El monstruo de Zimbabwe

9 de abril, 2008

Washington, DC—La derrota de Robert Mugabe en las recientes elecciones de Zimbabwe significa el comienzo del fin del octogenario sátrapa africano. Aunque el gobierno afirma que el líder opositor Morgan Tsvangirai no obtuvo el 50 por ciento necesario para evitar una segunda vuelta, sólo un fraude masivo en la segunda vuelta seguido de una represión brutal contra los manifestantes mantendrá en el poder un rato más al hombre que martiriza a ese país desde la independencia.

Joseph Conrad podría haberse referido al régimen de Mugabe cuando el personaje de Marlow describió así, en “El corazón de las tinieblas”, a la empresa explotadora de marfil: “Temeraria sin asidero, angurrienta sin audacia, y cruel sin coraje”. Son muchas las lecciones que pueden extraerse de la era Mugabe.

#### BLOQUE DE DATOS:
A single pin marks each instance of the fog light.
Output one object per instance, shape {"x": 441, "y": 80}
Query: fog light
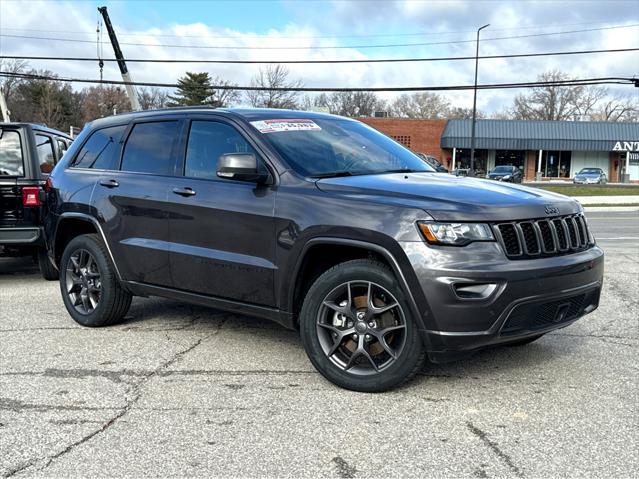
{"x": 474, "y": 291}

#### QUÉ DEBES HACER:
¿Puedes escribir íntegro, sin cambiar nada, el fragmento sobre Mugabe?

#### RESPUESTA ESCRITA:
El monstruo de Zimbabwe

9 de abril, 2008

Washington, DC—La derrota de Robert Mugabe en las recientes elecciones de Zimbabwe significa el comienzo del fin del octogenario sátrapa africano. Aunque el gobierno afirma que el líder opositor Morgan Tsvangirai no obtuvo el 50 por ciento necesario para evitar una segunda vuelta, sólo un fraude masivo en la segunda vuelta seguido de una represión brutal contra los manifestantes mantendrá en el poder un rato más al hombre que martiriza a ese país desde la independencia.

Joseph Conrad podría haberse referido al régimen de Mugabe cuando el personaje de Marlow describió así, en “El corazón de las tinieblas”, a la empresa explotadora de marfil: “Temeraria sin asidero, angurrienta sin audacia, y cruel sin coraje”. Son muchas las lecciones que pueden extraerse de la era Mugabe.